-- What is being asked --
Copy out every line of the data where the word "wheel" is found.

-- Source material --
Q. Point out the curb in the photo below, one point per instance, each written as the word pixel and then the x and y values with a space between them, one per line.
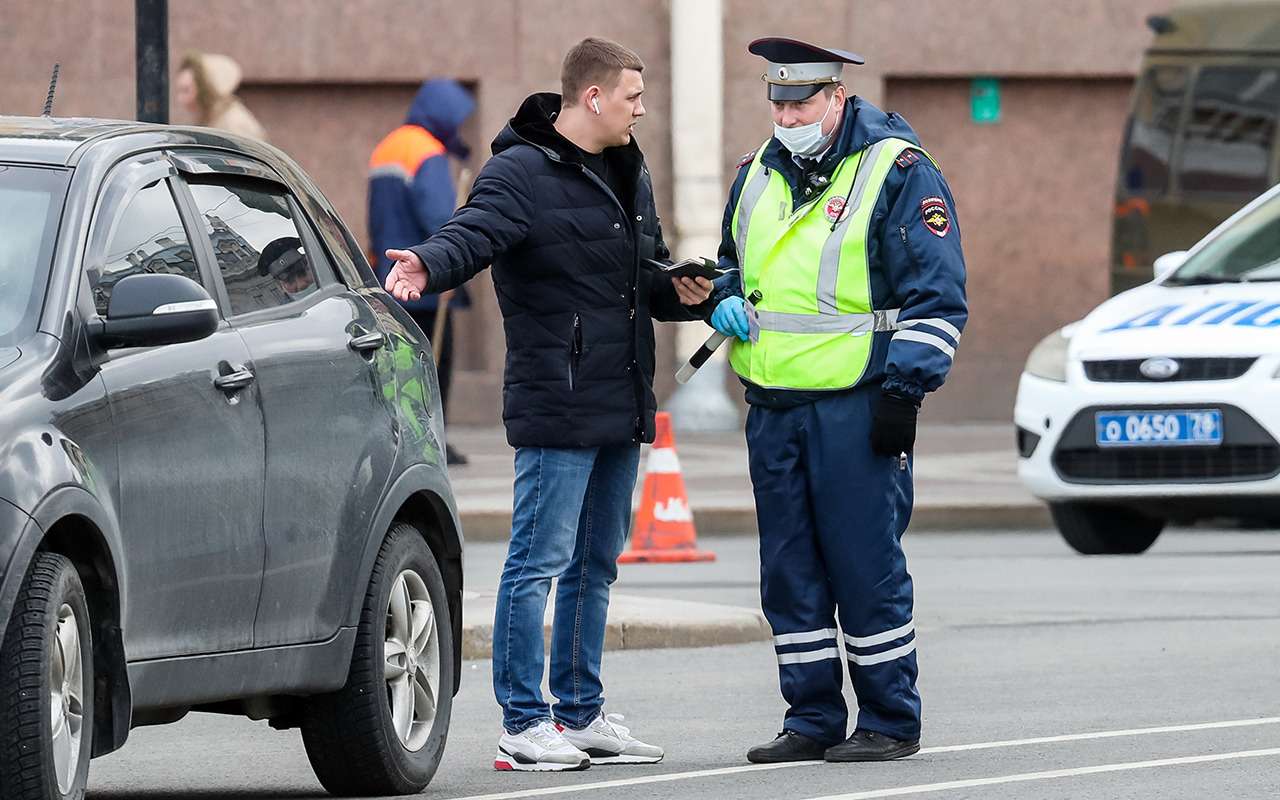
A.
pixel 496 525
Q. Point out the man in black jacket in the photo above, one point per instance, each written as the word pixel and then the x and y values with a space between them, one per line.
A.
pixel 565 214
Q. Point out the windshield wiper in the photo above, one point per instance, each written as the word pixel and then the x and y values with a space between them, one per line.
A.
pixel 1197 280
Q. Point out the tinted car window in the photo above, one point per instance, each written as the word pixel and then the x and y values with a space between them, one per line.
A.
pixel 149 238
pixel 31 201
pixel 255 238
pixel 1151 135
pixel 1230 129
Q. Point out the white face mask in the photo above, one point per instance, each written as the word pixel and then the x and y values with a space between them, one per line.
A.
pixel 804 140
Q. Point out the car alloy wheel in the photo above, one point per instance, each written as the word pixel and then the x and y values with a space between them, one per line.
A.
pixel 65 696
pixel 412 656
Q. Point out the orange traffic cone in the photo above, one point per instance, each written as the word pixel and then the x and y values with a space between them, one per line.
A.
pixel 663 529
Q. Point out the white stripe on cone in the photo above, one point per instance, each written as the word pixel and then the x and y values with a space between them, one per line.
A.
pixel 662 461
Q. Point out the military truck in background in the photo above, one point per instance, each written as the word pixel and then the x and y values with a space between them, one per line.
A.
pixel 1202 136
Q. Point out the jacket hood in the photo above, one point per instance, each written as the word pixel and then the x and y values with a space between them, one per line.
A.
pixel 440 106
pixel 534 124
pixel 865 124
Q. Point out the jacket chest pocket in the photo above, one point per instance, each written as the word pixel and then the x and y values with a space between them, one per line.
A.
pixel 647 243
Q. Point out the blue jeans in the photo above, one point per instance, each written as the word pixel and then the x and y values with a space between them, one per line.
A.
pixel 572 510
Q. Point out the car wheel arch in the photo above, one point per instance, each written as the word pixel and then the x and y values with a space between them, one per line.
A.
pixel 421 497
pixel 71 522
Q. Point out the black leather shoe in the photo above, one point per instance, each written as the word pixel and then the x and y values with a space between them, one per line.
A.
pixel 872 746
pixel 453 457
pixel 789 746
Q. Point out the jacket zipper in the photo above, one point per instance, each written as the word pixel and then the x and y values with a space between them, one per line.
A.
pixel 632 234
pixel 576 356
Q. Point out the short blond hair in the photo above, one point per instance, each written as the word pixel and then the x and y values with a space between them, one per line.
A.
pixel 594 62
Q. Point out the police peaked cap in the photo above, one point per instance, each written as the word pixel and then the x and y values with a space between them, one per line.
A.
pixel 799 69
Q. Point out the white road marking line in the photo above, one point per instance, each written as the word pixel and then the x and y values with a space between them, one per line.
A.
pixel 1050 775
pixel 1169 728
pixel 984 745
pixel 653 778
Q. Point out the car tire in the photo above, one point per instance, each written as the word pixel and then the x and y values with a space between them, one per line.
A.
pixel 46 686
pixel 357 739
pixel 1105 530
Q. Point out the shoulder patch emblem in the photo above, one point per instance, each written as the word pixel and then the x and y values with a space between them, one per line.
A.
pixel 835 209
pixel 937 219
pixel 908 159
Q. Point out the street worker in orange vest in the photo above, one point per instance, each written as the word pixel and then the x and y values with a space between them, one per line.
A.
pixel 411 195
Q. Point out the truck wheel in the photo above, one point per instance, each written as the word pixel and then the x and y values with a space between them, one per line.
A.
pixel 1105 530
pixel 46 686
pixel 384 732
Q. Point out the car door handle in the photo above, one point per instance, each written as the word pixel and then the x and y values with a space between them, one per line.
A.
pixel 368 342
pixel 234 382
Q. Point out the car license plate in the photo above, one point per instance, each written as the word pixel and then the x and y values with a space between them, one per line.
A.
pixel 1156 429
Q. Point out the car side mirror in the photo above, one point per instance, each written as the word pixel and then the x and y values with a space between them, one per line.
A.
pixel 156 309
pixel 1168 263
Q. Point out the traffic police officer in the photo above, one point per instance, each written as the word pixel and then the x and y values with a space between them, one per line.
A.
pixel 846 301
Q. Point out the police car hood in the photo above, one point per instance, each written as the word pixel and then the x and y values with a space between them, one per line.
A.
pixel 1226 319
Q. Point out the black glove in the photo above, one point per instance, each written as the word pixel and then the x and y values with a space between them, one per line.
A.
pixel 894 425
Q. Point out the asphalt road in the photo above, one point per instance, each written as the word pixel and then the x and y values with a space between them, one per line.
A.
pixel 1043 675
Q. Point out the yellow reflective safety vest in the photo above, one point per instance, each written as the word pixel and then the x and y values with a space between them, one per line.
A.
pixel 812 318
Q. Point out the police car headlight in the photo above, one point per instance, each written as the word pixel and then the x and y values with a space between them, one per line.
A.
pixel 1048 357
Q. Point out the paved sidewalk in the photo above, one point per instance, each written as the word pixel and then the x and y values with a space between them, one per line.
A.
pixel 965 478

-- Response area --
Q. Point out the car alloy wheel in the photo above, one point per instance, each written as the word pixel and then the x and y values with a space between them, one per line.
Q. Point out the car wheel arch in the photo above, one point per instance, each written as the word pixel and then the x and y values with a space between them, one per line.
Q. Point out the truck wheel in the photo above, one point per instance, each written as the word pixel and then the x and y values with a space between them, one per line.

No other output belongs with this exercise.